Answer these questions using the New Year's post below.
(a) What year does the post say to remember to write on cheques?
(b) Whom was the writer staying with the first year they stayed up until midnight?
(c) What song did the writer ask to play on the organ at the stroke of twelve?

═══ PAGE EXTRACT

No, other problems with waking up to January 1st is remembering to write “2015” on cheques and other important documentation; realizing that your holidays are almost up, and you’ll need to go back to work; and wishing “Happy New Year” to people you just don’t care about (but I know you do anyway, because I know you are all very polite people).

I’ve never been a big fan of New Years’, which will not come as any surprise to anyone that read my last post about Christmas. I think I was about nine or ten the first year I stayed up until midnight, while staying with my grandparents. Not sure where my parents were. Knowing what I know now as a parent, they probably headed off to some party for some no-kid time. I don’t blame them.

Grandpa went to bed pretty early – I guess he’d seen enough NYE celebrations that the appeal wasn’t there anymore. So, it was me, my sister and my very patient grandmother, watching TV and the feeds from New York, Toronto and, eventually, Vancouver. I asked Grandma if I could play “Auld Lang Syne” on the organ at the stroke of twelve, but she didn’t want me to wake Grandpa up, which was fair enough. But even at that early age, once the fireworks were done, and Grandma took the champagne away from us kids (kidding, kidding), the seeds of apathy to this night were sown.

══════
═══ DATA EXTRACT

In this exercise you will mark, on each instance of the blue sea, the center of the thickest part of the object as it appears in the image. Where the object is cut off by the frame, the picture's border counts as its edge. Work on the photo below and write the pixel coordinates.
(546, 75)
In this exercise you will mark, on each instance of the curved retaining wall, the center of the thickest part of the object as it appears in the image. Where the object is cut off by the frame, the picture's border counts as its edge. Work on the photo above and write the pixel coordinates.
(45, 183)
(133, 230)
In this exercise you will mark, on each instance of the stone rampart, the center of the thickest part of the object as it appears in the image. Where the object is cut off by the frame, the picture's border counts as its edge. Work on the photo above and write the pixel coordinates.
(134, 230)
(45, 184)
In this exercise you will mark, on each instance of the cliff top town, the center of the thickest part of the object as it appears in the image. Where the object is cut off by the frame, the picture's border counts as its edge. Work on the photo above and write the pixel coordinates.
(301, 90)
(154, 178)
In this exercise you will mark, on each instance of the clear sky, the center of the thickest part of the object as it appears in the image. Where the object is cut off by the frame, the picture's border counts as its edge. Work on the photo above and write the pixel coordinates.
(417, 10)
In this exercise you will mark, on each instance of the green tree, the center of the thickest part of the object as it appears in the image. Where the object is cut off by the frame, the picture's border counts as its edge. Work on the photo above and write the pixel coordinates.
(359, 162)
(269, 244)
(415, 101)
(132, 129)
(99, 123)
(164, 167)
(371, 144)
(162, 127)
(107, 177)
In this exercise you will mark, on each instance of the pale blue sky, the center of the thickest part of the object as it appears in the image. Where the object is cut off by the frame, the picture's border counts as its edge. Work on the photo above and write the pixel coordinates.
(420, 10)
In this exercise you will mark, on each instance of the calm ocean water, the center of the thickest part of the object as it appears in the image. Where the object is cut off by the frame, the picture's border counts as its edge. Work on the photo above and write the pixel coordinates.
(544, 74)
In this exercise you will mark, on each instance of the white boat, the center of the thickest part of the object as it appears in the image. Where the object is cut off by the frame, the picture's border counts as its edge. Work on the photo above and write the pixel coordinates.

══════

SOLUTION TO THE EXERCISE:
(a) 2015
(b) Their grandparents
(c) "Auld Lang Syne"